##### Brontekst #####
Intussen bewijst onze Gold Star dat starten van de 500cc-eenpitter geen probleem hoeft te zijn. Zelfs niet met de originele Monobloc-carburateur van Amal, die in de praktijk zo vaak wordt vervangen door een Amal Concentric. Zo’n BSA Gold Star heeft met de originele uitlaatdemper een uniek uitlaatgeluid, een sound met een ‘bite’.
De stamboom
1948 YB32 en YB34, 1949 ZB32 en ZB34, 1953 BB34 en BB32, 1954 CB34 en CB32, 1955 DB32 en DB34, 1956 DBD34. In 1956 luidde de DBD34 Clubman Goldstar het eind van een stuk geschiedenis in. Het model, het concept, was ingehaald door de tijd. Het verhaal dat de productie is gestopt omdat Lucas ophield met de productie van magneetontstekingen was een stoplap. De tijd van de grote eencilinders was voorbij, totdat Yamaha met de XT500 kwam.
Prijzen
In het kader van ‘een zware is je ware’ is de 500-versie het meest gezocht. Denk voor een mooi en correct exemplaar in Clubman TT-outfit aan bedragen van rond de € 25.000. En let er daarbij op dat je geen replica, imitatie, naslag of nepper koopt. De hartveroverende BSA Scrambler die we bij Dutch Lion Motors in Grubbenvorst vonden, heeft een vraagprijs van € 13.750,-. In 1953 kostte deze motor ongeveer € 1.600,-. In die tijd was een weekloon voor een geschoolde arbeider 100 gulden bruto in de week.
##### Aangeleverde lijst #####
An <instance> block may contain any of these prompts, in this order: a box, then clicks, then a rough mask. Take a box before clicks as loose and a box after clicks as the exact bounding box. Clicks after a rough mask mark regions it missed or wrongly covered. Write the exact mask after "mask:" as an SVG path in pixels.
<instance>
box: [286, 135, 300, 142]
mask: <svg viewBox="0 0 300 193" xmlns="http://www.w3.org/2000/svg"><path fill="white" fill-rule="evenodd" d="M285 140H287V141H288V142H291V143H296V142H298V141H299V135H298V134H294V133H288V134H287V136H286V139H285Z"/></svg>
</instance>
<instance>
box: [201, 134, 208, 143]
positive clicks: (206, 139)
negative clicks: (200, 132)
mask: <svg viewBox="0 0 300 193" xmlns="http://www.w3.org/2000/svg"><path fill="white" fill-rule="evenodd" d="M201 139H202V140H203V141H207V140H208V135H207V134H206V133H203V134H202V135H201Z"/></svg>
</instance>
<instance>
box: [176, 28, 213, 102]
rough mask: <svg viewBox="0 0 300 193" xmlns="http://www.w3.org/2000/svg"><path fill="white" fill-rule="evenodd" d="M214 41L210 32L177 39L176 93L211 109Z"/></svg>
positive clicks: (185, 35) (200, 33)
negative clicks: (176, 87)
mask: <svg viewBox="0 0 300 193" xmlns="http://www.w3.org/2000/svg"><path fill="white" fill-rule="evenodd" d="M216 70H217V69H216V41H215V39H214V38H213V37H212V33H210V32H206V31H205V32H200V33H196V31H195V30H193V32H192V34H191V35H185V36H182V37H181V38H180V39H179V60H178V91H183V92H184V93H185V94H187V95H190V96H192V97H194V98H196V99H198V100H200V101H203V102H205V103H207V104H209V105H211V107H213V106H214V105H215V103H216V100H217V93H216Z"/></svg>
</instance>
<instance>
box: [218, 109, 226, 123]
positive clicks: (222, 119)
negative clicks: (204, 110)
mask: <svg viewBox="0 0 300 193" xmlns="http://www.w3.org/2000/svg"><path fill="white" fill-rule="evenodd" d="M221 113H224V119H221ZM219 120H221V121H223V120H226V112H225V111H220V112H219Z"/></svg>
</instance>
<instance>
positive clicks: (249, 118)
#####
Welke vraagprijs noemt de brontekst voor de BSA Scrambler bij Dutch Lion Motors in Grubbenvorst? De lijst is afkomstig uit een andere bron dan de brontekst.

De vraagprijs is € 13.750,-.